Il en va de même dans les établissements scolaires de ce pays qui sont généralement très mal connectés. De fait, la situation est très inégale, d’un collège à l’autre, d’un département à l’autre, d’une région à l’autre. Curieusement, les collectivités territoriales, qui sont en charge de l’équipement des écoles, collèges ou lycées, sont d’autant plus volontaristes sur le sujet que leur territoire est rural ou enclavé. Une certaine manière sans doute de réduire la fracture numérique…

Mais il persiste des coins de France où la connectivité des établissements scolaires est faible, voire très faible. Ainsi, en Île-de-France, par exemple, nombreux sont encore les gros lycées de plus de mille élèves à ne disposer encore que d’une unique connexion à l’ADSL du même type que celle de n’importe quel ménage ! Oh, les choses changent, mais si lentement !

**Consigne A:**
Répondez brièvement à partir de l'extrait sur la connectivité des établissements scolaires :
(i) Qui est chargé de l'équipement des écoles, collèges et lycées ?
(ii) Dans quelle région de gros lycées n'ont-ils encore qu'une seule connexion ADSL ?
(iii) À quel type de connexion cette connexion unique est-elle comparée ?
**Consigne B:** Prolongez l'extrait sur la connectivité des établissements scolaires en reprenant après sa dernière phrase.

**Données fournies:**

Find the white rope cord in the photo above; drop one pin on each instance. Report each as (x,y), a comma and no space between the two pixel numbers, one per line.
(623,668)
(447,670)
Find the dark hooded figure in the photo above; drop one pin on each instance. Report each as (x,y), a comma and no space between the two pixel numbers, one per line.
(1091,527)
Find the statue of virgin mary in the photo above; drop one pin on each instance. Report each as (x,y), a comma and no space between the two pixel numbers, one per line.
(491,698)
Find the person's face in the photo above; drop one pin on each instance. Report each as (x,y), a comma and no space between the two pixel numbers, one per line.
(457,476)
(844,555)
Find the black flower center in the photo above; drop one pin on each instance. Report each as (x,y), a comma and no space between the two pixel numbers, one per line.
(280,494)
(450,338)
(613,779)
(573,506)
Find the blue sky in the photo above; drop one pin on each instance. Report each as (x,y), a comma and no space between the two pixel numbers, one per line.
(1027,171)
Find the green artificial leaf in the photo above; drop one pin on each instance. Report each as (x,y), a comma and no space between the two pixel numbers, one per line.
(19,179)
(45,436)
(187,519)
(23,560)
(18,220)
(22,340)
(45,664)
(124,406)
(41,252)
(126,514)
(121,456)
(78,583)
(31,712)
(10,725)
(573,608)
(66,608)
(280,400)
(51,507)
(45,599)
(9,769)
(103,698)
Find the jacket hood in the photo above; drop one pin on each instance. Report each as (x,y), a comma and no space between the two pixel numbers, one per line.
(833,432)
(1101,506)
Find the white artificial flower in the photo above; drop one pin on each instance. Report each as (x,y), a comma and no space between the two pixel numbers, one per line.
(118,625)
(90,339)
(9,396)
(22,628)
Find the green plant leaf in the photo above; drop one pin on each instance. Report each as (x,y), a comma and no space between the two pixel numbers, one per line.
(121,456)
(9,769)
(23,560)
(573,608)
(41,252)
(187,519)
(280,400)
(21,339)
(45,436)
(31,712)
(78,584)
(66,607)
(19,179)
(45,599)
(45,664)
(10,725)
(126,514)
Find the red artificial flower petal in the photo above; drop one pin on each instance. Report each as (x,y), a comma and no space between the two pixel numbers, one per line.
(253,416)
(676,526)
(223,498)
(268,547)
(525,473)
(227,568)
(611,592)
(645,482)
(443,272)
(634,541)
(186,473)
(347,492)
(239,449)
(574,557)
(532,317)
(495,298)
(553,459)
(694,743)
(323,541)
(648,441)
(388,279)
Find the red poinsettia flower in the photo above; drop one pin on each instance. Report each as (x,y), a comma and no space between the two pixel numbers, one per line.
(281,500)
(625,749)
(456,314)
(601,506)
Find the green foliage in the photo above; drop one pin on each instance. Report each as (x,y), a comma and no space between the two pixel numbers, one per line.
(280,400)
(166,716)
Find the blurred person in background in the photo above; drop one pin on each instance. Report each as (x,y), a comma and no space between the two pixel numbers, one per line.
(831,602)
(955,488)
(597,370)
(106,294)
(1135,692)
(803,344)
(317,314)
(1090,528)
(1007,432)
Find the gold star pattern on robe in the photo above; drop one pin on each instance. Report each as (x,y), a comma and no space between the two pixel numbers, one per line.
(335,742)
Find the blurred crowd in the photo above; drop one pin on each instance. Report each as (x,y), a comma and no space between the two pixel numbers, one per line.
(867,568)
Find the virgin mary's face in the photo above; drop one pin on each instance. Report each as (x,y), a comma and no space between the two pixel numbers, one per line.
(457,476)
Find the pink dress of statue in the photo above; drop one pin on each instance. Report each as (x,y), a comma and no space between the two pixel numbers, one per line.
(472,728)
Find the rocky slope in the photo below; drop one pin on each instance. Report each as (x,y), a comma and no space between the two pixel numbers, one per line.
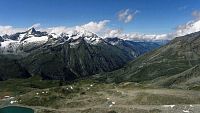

**Corrigé A:**
(i) Les collectivités territoriales.
(ii) En Île-de-France.
(iii) À celle de n'importe quel ménage.

**Corrigé B:**
Bien entendu, les écoles du premier degré sont les lieux de scolarité les plus mal équipés et aussi les plus mal connectés et la situation n’est parfois pas très brillante. Il est alors compliqué voire impossible pour les maîtres d’utiliser l’Internet ou, tout simplement, de vérifier l’acquisition de la compétence quatre du socle commun relative à la maîtrise des techniques usuelles de l’information et de la communication.

La gageure est alors de réussir à accéder à Internet sans disposer, de manière officielle s’entend, d’une connexion haut débit. Ainsi, parfois, dans certains collèges ou lycées, on ajoute çà ou là une ou plusieurs autres lignes, parfois de manière sauvage et dérégulée, dans tel ou tel bâtiment éloigné, pour servir aux besoins des salles ou des laboratoires de telle ou telle discipline !

Parfois même, aussi incroyable que cela puisse être — on me l’a raconté —, on préfère accéder parfois en classe à Internet en partageant la connexion en 3G d’un smartphone ! Comme en Afrique, dans certains pays qui ne disposent pas d’une infrastructure en téléphonie fixe !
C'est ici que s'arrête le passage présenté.